__WHAT IS EXPECTED__.
Under this line are records; the part from the line containing "[pin] stroller wheel -- one per line" through the line containing "[pin] orange flower -- one per line" should be repeated exactly. Please exclude pictures.

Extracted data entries
^^^^^^^^
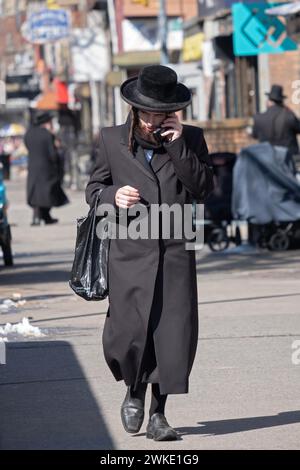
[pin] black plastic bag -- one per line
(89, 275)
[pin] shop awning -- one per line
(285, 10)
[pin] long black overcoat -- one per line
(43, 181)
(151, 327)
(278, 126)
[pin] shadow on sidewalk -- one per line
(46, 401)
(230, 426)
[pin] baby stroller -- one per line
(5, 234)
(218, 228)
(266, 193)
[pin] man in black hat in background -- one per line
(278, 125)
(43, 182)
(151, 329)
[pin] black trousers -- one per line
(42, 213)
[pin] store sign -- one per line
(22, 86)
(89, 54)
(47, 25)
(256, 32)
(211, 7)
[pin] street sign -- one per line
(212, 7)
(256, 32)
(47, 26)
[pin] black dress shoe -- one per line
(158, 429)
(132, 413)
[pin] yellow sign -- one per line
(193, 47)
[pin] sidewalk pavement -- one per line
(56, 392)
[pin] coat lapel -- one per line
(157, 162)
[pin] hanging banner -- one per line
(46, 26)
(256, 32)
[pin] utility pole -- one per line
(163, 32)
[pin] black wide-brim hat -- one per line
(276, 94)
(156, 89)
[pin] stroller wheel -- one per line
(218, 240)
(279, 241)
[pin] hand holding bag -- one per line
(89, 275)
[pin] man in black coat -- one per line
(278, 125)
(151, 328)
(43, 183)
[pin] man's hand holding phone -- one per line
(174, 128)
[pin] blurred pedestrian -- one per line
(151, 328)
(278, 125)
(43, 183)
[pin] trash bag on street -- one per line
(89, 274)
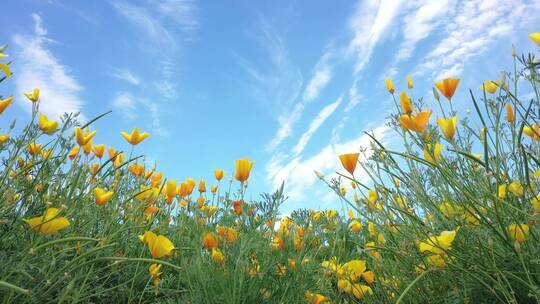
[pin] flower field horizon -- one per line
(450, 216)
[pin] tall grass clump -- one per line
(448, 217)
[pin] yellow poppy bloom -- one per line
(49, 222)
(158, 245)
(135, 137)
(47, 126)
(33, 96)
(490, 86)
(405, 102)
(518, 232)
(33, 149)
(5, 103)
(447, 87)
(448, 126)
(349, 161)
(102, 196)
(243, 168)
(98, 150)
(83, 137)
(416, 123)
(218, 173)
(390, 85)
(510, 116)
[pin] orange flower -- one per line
^^^^^^^^
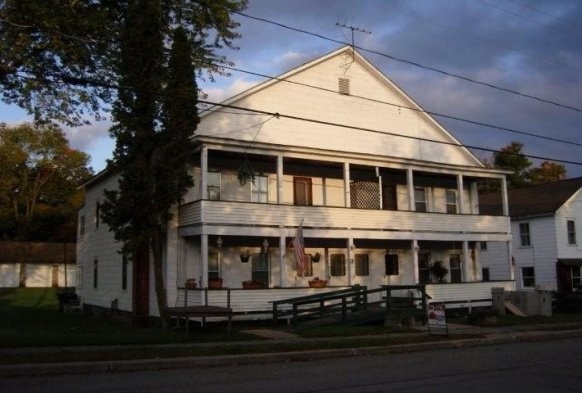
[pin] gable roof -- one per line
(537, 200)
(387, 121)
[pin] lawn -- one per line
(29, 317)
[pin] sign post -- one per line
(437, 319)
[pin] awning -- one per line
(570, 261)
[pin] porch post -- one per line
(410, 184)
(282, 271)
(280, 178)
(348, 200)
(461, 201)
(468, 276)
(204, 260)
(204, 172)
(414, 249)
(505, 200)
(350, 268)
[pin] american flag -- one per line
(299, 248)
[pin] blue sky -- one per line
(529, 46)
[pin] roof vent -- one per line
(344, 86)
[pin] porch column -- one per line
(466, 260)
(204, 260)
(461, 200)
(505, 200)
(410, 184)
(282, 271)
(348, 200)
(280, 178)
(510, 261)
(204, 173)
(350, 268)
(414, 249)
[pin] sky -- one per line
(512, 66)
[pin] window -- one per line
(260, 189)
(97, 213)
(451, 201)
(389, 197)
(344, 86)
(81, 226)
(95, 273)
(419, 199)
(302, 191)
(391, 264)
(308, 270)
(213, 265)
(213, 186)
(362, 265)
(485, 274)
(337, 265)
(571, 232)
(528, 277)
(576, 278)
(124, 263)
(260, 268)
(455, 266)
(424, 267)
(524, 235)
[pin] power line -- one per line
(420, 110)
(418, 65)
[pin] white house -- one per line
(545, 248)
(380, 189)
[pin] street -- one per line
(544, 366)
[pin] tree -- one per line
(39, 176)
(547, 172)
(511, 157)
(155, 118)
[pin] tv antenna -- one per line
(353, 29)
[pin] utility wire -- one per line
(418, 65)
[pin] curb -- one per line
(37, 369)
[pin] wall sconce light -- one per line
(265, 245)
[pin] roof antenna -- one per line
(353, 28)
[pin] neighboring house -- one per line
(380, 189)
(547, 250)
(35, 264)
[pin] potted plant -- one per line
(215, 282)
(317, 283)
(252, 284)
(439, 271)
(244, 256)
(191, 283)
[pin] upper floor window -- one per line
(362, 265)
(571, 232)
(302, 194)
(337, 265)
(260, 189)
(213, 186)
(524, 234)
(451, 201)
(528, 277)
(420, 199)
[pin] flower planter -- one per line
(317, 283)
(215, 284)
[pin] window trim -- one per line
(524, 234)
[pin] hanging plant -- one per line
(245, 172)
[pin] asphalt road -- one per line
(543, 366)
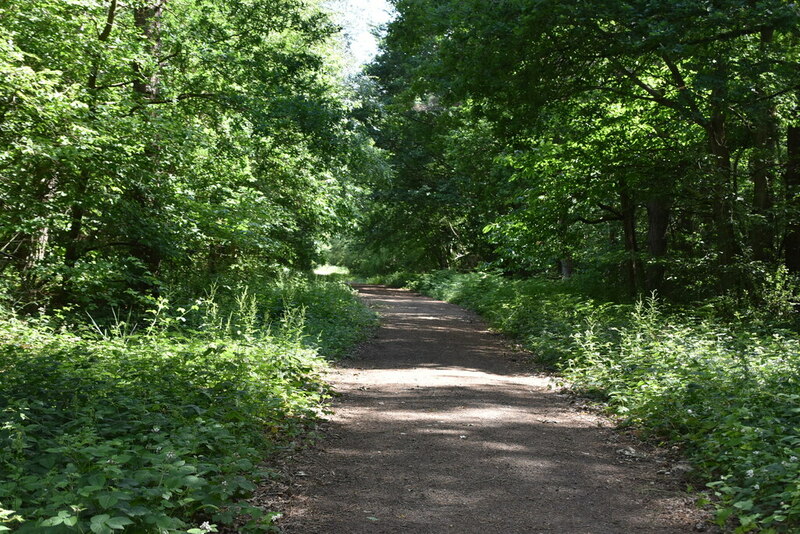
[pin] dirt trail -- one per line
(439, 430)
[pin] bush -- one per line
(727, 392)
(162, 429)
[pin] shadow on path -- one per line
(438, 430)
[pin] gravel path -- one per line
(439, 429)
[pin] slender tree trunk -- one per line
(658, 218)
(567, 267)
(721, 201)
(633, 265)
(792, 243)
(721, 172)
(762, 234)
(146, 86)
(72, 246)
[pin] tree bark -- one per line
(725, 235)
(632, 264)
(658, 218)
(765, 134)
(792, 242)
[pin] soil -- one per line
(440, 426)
^^^^^^^^
__EXPECTED OUTPUT__.
[pin] stroller wheel -- one per line
(218, 240)
(279, 241)
[pin] hand holding bag -- one per line
(89, 275)
[pin] man in black coat -- one per line
(278, 125)
(151, 328)
(43, 183)
[pin] man's hand holding phone -- one per line
(174, 128)
[pin] blurred pedestrian -- one per line
(151, 328)
(278, 125)
(43, 183)
[pin] trash bag on street -- one per line
(89, 274)
[pin] flower field horizon -- one per line
(450, 216)
[pin] tall grass clump -- one per line
(448, 217)
[pin] yellow poppy bloom -- one per line
(49, 222)
(158, 245)
(135, 137)
(47, 126)
(33, 96)
(490, 86)
(405, 102)
(518, 232)
(33, 149)
(5, 103)
(447, 87)
(448, 126)
(349, 161)
(102, 196)
(243, 168)
(98, 150)
(83, 137)
(416, 123)
(218, 173)
(390, 85)
(510, 116)
[pin] orange flower -- one per line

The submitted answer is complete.